[Opening Page extract section]

Even monks need a retreat. This year, the monks of Gethsemani took a community retreat Jan. 14 through Jan. 21. The retreat house was closed, and the bakery and fudge shop were shut down so that the monks could spend more time in prayer and contemplation.  Bishop Erik Varden, OCSO served as retreat master.

Erik Varden is a monk and bishop, born in Norway in 1974. In 2002, after 10 years at the University of Cambridge, he joined Mount Saint Bernard Abbey in England. He was appointed superior administrator there in 2013 and became abbot in 2015. From 2011 to 2013, he was also a professor of Syriac language, monastic history and Christian anthropology at the Pontifical Atheneum of St. Anselm in Rome. Pope Francis named him bishop of Trondheim in 2019.

Each day at Gethsemani, Bishop Varden led a morning and evening conference.  During the opening session on Saturday, Jan. 15, he referred to the Genesis account of Isaac redigging the wells dug by his father Abraham. In the story, the Philistines had filled the wells in. Bishop Varden invited the monks to view the retreat as a time of “redigging our own wells.” “We have our own internal Philistines,” Varden noted.

The opening chapters of Genesis, it turned out, were the focus of each day’s conference – a “return to the essentials,” he called it. “To live fully, we must remember where we came from and where we are going…and Christ is found in each – the Alpha and the Omega,” Varden said.

Many of the brothers commented on the impressive variety of sources Bishop Varden cited in his conferences – desert fathers, Syriac liturgy, poets, scientists, Holocaust survivors and philosophers to name a few. One monk, who had been in vows nearly 60 years, said he was usually familiar with the readings that retreat masters would use. “I found myself challenged this year,” he said, emphasizing he meant that in a positive way.

In addition to the conferences, he also preached the homily at the community Mass. His homily for Jan. 21, the memorial of St. Agnes, can be found on his website.

The monks are grateful to Bishop Varden and will continue to keep him in prayer.

[Closing Page extract section]
[Opening Given information section]

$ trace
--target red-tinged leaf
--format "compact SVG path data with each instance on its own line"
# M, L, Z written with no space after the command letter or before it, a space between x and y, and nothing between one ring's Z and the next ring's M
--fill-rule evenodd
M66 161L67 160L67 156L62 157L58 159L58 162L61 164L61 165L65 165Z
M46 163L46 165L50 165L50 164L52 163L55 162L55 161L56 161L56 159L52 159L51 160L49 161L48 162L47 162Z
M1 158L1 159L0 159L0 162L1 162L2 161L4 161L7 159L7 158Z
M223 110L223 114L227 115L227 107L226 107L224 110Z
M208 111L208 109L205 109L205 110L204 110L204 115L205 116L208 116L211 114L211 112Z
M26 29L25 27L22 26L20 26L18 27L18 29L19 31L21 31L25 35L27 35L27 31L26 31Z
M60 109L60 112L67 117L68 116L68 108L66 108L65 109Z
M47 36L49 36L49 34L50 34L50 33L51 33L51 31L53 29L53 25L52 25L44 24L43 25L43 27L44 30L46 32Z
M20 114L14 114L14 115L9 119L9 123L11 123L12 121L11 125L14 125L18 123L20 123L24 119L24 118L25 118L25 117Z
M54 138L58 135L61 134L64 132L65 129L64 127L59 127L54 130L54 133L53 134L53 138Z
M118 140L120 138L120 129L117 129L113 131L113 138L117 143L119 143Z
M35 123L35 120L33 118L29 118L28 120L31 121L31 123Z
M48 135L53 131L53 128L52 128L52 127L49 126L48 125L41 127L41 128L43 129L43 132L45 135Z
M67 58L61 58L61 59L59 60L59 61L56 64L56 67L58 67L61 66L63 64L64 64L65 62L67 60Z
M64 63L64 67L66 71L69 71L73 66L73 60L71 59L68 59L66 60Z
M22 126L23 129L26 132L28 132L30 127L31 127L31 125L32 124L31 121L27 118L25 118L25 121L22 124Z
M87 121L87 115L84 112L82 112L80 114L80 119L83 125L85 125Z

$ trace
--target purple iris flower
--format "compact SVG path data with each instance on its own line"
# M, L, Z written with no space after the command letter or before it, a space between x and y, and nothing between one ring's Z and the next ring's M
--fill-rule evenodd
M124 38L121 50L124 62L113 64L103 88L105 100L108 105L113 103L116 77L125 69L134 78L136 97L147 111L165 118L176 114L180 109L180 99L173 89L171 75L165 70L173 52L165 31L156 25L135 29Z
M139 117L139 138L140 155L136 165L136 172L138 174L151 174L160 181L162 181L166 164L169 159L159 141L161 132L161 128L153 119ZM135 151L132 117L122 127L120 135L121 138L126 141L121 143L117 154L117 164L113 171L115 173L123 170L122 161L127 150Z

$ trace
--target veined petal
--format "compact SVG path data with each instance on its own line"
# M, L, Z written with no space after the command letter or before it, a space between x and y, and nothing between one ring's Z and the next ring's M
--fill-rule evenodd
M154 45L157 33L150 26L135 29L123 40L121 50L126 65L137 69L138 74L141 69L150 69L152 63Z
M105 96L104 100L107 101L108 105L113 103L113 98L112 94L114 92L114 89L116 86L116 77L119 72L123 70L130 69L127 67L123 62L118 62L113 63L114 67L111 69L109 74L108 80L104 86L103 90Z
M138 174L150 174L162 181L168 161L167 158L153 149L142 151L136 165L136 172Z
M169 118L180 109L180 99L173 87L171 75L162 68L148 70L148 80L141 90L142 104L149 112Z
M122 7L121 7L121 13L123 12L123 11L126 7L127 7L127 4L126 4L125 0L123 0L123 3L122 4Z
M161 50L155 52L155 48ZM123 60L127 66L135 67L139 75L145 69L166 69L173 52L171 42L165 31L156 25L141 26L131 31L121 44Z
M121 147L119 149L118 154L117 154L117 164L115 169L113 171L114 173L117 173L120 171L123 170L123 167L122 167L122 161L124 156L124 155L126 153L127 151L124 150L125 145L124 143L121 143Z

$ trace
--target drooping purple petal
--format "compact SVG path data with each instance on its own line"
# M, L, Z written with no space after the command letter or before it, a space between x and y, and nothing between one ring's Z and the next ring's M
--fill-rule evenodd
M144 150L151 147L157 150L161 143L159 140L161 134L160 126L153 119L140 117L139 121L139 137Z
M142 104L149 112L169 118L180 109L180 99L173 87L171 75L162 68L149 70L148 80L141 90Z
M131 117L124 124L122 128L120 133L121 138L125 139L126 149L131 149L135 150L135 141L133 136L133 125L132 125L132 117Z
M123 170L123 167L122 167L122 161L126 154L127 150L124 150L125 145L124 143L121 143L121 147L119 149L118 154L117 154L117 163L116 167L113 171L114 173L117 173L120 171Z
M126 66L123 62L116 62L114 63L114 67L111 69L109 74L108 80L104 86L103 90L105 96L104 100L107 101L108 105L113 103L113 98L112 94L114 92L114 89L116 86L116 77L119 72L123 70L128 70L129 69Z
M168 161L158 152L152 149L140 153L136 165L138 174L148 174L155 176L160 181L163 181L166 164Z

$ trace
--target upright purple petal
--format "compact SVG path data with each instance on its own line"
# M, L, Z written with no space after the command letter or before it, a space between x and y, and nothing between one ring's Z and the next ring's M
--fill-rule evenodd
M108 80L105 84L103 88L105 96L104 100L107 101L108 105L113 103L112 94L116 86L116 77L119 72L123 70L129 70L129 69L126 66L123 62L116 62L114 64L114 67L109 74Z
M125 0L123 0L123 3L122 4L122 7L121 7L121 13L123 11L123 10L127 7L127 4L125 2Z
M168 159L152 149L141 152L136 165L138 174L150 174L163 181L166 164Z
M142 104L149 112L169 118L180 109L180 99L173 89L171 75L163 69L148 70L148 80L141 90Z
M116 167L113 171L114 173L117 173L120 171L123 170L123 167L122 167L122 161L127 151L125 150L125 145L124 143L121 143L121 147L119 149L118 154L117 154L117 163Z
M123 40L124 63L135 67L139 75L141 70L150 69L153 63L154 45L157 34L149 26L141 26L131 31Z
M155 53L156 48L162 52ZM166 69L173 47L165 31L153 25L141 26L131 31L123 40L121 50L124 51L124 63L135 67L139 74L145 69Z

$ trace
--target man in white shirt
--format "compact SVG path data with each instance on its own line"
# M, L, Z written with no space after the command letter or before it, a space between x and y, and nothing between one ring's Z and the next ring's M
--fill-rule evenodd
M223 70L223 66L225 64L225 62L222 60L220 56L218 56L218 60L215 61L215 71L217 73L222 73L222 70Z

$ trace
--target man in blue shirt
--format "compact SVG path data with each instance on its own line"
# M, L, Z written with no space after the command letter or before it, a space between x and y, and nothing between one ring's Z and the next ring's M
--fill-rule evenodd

[Closing Given information section]

## What to work on
Please answer from the Gethsemani retreat article: in what year did Erik Varden become abbot of Mount Saint Bernard Abbey? You won't need the lines for this.

## Written reply
2015